- Work instructions -
Copy out every line, unchanged, starting at the line that contains "Dear assistant, the user would like the army" and ending at the line that contains "[376,104,472,189]", both included.

- Recorded information -
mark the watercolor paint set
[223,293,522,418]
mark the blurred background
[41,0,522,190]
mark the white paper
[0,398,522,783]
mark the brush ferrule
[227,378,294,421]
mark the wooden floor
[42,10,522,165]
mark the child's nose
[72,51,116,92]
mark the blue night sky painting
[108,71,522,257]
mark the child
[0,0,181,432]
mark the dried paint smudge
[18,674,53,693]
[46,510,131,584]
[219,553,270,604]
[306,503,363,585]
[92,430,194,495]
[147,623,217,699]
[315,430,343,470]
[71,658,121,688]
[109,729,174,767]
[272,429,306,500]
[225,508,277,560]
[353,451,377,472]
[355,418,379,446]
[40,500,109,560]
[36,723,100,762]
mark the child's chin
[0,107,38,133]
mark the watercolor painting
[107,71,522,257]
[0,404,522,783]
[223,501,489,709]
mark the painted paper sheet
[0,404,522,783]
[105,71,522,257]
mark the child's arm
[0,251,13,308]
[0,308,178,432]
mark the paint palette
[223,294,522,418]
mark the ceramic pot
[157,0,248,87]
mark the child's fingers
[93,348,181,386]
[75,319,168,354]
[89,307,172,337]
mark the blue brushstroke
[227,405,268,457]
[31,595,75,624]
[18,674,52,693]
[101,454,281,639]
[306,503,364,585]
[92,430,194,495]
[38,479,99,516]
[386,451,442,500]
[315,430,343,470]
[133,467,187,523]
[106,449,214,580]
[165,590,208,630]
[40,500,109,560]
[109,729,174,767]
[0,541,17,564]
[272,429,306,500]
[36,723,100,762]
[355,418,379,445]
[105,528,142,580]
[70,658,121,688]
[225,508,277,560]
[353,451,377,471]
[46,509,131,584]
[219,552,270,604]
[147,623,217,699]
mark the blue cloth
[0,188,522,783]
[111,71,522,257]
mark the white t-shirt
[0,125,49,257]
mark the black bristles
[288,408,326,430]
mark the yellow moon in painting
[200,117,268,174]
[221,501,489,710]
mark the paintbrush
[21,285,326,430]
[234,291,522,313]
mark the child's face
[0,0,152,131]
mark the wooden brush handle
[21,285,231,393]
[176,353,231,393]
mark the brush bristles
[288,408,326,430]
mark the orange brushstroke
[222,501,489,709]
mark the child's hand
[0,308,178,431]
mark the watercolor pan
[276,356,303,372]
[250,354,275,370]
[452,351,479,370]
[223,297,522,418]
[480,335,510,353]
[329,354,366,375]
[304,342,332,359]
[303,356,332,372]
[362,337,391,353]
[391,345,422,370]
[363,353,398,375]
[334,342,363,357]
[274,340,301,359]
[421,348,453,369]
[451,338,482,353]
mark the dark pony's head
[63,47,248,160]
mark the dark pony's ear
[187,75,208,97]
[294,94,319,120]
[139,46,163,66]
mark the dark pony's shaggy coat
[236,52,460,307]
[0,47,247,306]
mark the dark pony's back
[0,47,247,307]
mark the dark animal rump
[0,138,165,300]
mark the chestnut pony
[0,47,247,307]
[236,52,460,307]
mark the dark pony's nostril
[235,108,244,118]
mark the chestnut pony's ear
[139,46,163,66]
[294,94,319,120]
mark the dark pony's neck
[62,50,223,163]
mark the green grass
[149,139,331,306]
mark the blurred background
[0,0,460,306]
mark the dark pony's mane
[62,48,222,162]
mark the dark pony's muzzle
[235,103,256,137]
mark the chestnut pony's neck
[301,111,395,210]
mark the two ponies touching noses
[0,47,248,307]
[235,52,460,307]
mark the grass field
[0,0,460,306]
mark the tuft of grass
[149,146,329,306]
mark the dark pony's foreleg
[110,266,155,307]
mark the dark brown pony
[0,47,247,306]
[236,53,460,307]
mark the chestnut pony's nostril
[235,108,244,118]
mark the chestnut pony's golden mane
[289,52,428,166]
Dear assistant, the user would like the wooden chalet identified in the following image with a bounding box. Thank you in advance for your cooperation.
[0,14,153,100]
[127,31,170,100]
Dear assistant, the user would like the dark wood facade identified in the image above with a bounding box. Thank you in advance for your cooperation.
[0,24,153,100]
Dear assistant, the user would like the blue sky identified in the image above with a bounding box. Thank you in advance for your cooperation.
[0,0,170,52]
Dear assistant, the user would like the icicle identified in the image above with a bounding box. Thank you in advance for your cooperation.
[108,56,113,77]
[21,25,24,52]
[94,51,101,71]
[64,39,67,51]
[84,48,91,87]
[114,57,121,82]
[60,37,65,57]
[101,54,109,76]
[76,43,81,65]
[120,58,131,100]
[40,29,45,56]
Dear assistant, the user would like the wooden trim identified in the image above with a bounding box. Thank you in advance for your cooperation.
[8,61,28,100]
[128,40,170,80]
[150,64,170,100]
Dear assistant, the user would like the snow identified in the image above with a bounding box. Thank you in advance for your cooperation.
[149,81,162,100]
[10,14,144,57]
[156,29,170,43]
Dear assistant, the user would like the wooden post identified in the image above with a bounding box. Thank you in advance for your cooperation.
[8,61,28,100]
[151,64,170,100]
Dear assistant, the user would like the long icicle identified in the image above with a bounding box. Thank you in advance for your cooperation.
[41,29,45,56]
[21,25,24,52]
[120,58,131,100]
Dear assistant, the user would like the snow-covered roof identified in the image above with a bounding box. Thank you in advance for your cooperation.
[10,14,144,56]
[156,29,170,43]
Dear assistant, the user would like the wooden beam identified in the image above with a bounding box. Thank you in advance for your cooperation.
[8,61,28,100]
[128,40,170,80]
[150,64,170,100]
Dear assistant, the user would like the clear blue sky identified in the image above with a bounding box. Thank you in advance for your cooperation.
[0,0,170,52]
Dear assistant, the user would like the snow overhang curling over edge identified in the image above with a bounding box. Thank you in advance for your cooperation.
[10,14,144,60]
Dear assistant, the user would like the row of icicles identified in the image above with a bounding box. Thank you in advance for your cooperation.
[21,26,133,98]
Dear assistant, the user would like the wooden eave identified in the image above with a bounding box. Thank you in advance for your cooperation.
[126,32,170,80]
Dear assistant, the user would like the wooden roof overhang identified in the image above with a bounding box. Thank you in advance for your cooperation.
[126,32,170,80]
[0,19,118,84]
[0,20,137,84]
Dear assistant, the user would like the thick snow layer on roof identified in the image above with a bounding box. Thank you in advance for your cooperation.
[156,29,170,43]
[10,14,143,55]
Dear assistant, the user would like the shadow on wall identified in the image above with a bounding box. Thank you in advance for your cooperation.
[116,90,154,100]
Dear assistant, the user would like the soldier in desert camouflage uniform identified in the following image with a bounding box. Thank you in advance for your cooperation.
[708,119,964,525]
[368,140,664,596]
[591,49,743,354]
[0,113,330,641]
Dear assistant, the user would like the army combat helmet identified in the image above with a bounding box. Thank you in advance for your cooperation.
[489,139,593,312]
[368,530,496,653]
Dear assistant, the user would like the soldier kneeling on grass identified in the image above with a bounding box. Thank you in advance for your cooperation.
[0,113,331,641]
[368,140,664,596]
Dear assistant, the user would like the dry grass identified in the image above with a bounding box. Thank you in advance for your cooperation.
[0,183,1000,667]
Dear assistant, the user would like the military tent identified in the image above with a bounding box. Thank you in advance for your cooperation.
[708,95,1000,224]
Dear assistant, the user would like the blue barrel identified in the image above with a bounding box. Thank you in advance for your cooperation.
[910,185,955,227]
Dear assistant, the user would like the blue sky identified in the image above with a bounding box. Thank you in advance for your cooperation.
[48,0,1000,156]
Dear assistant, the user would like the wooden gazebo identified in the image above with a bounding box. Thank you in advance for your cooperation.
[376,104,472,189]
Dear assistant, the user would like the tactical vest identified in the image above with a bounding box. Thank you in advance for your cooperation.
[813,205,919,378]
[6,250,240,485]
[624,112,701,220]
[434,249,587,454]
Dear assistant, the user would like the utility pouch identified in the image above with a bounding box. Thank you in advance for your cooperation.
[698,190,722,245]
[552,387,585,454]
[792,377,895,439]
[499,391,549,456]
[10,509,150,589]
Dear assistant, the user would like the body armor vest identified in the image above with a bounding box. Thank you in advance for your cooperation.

- Task result -
Dear assistant, the user would like the army combat helmet identified in the image above with a bounding box. Thank you in advance for your cooperation.
[489,139,593,312]
[368,530,496,653]
Dear assistant, the user would like the soldier kneeling on grass identified in the image above with a bounding box. Thank you in advance for your cooperation.
[0,113,331,641]
[368,140,664,596]
Dear assistant, the user would like the dry grass identified in the image above with a bounding box. Thank you in advance for your cooperation.
[0,183,1000,667]
Dear assistant, the user would like the military tent identified in the image above with a bounding box. Thank you in advance for your cooperation.
[708,95,1000,224]
Dear assistant, the user would like the blue barrel identified in the image above with a bounding box. Thank you in advance for your cooperation.
[910,185,955,227]
Dear assistant, the user would like the blue sky identified in the image above with a bounding box. Thank you in advance for your cooperation.
[48,0,1000,156]
Dear assistant, the user would like the wooden gazebo identified in the image above with a bounding box. Thank you in advance for your cooperation.
[376,104,472,189]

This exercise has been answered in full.